── Dataset ──

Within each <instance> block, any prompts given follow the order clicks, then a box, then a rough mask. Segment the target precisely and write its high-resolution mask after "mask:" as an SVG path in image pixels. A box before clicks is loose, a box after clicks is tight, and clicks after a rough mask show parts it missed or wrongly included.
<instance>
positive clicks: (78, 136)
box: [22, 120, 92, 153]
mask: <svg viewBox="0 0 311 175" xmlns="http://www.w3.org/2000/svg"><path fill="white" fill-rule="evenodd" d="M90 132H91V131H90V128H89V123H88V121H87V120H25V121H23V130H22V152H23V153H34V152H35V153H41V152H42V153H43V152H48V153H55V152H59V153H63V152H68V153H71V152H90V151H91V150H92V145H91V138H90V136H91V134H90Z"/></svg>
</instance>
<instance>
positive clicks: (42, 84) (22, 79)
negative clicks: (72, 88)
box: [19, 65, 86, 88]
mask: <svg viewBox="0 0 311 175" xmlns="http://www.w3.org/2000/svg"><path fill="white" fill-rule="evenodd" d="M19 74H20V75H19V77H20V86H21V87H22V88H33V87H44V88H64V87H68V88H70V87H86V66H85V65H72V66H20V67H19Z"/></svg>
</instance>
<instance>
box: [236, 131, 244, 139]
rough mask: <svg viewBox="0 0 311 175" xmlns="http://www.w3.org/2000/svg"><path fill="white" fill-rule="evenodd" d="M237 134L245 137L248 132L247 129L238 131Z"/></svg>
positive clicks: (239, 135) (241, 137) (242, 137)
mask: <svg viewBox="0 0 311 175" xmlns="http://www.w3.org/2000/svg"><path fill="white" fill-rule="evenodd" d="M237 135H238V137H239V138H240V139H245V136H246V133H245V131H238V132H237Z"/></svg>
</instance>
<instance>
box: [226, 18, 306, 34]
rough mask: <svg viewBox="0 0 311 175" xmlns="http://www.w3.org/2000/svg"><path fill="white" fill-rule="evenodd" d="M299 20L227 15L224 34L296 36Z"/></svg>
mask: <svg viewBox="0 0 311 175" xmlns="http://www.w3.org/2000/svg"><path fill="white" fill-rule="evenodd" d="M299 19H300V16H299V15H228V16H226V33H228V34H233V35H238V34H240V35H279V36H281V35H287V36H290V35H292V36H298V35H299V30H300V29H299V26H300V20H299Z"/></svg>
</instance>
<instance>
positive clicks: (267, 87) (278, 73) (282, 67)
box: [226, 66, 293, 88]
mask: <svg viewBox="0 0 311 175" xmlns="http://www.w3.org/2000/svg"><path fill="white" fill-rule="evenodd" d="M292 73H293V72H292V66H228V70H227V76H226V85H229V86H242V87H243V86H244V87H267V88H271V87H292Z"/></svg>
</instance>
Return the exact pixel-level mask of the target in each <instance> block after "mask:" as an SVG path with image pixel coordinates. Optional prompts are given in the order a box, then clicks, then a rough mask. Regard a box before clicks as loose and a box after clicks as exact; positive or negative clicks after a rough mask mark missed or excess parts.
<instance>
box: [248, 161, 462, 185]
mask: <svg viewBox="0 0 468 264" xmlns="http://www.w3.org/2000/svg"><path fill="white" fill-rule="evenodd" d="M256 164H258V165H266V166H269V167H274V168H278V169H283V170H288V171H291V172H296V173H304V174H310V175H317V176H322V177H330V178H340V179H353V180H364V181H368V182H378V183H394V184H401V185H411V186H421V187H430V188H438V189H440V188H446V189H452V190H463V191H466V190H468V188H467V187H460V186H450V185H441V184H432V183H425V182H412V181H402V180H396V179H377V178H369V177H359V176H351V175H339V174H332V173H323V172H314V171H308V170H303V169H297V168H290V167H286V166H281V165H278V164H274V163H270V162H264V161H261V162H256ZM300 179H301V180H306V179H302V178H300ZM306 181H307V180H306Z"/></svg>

───

Output every record above exactly as it appears.

## Your response
Within each <instance> block, any prompts given follow the order clicks, then a box, then a rough mask. Segment the target precisely and write its high-resolution mask after "mask:" as an SVG path in image pixels. A box before clicks is loose, a box after clicks is tight, and clicks after a rough mask show parts it missed or wrongly included.
<instance>
positive clicks: (78, 136)
box: [22, 120, 92, 153]
mask: <svg viewBox="0 0 311 175" xmlns="http://www.w3.org/2000/svg"><path fill="white" fill-rule="evenodd" d="M90 132H91V131H90V128H89V123H88V121H87V120H25V121H23V130H22V152H23V153H34V152H35V153H41V152H42V153H43V152H48V153H55V152H59V153H63V152H68V153H71V152H90V151H91V150H92V145H91V138H90V136H91V134H90Z"/></svg>
</instance>
<instance>
positive clicks: (42, 84) (22, 79)
negative clicks: (72, 88)
box: [19, 65, 86, 88]
mask: <svg viewBox="0 0 311 175" xmlns="http://www.w3.org/2000/svg"><path fill="white" fill-rule="evenodd" d="M19 74H20V75H19V77H20V86H21V87H22V88H33V87H44V88H64V87H68V88H70V87H86V66H85V65H72V66H20V67H19Z"/></svg>
</instance>
<instance>
box: [236, 131, 244, 139]
rough mask: <svg viewBox="0 0 311 175" xmlns="http://www.w3.org/2000/svg"><path fill="white" fill-rule="evenodd" d="M237 134L245 137L248 132L247 129L238 131Z"/></svg>
positive clicks: (239, 135) (241, 137) (242, 137)
mask: <svg viewBox="0 0 311 175" xmlns="http://www.w3.org/2000/svg"><path fill="white" fill-rule="evenodd" d="M237 135H238V137H239V138H240V139H245V136H246V133H245V131H238V132H237Z"/></svg>
</instance>
<instance>
box: [226, 18, 306, 34]
rough mask: <svg viewBox="0 0 311 175" xmlns="http://www.w3.org/2000/svg"><path fill="white" fill-rule="evenodd" d="M299 20L227 15L224 34L296 36Z"/></svg>
mask: <svg viewBox="0 0 311 175" xmlns="http://www.w3.org/2000/svg"><path fill="white" fill-rule="evenodd" d="M299 19H300V16H299V15H228V16H226V33H228V34H233V35H238V34H240V35H279V36H281V35H287V36H290V35H292V36H298V35H299V30H300V29H299V26H300V20H299Z"/></svg>
</instance>
<instance>
positive clicks: (267, 87) (278, 73) (282, 67)
box: [226, 66, 293, 88]
mask: <svg viewBox="0 0 311 175" xmlns="http://www.w3.org/2000/svg"><path fill="white" fill-rule="evenodd" d="M292 73H293V72H292V66H228V70H227V76H226V85H229V86H242V87H243V86H244V87H267V88H271V87H292Z"/></svg>
</instance>
Return the exact pixel-level mask of the target in each <instance> block after "mask:" as an SVG path with image pixel coordinates. Optional prompts are given in the order a box, then clicks, then a rough mask. Regard a box before clicks as loose and a box after clicks as exact; positive or negative clicks after a rough mask mark missed or excess parts.
<instance>
box: [248, 161, 462, 185]
mask: <svg viewBox="0 0 468 264" xmlns="http://www.w3.org/2000/svg"><path fill="white" fill-rule="evenodd" d="M256 164H258V165H266V166H269V167H274V168H278V169H283V170H288V171H291V172H296V173H304V174H310V175H317V176H322V177H330V178H340V179H353V180H364V181H368V182H378V183H394V184H401V185H411V186H421V187H430V188H438V189H440V188H446V189H452V190H463V191H466V190H468V188H467V187H460V186H450V185H441V184H432V183H425V182H412V181H402V180H396V179H377V178H369V177H359V176H351V175H339V174H332V173H323V172H314V171H308V170H303V169H297V168H290V167H286V166H281V165H278V164H274V163H270V162H264V161H261V162H256ZM300 179H301V180H306V179H302V178H300ZM306 181H307V180H306Z"/></svg>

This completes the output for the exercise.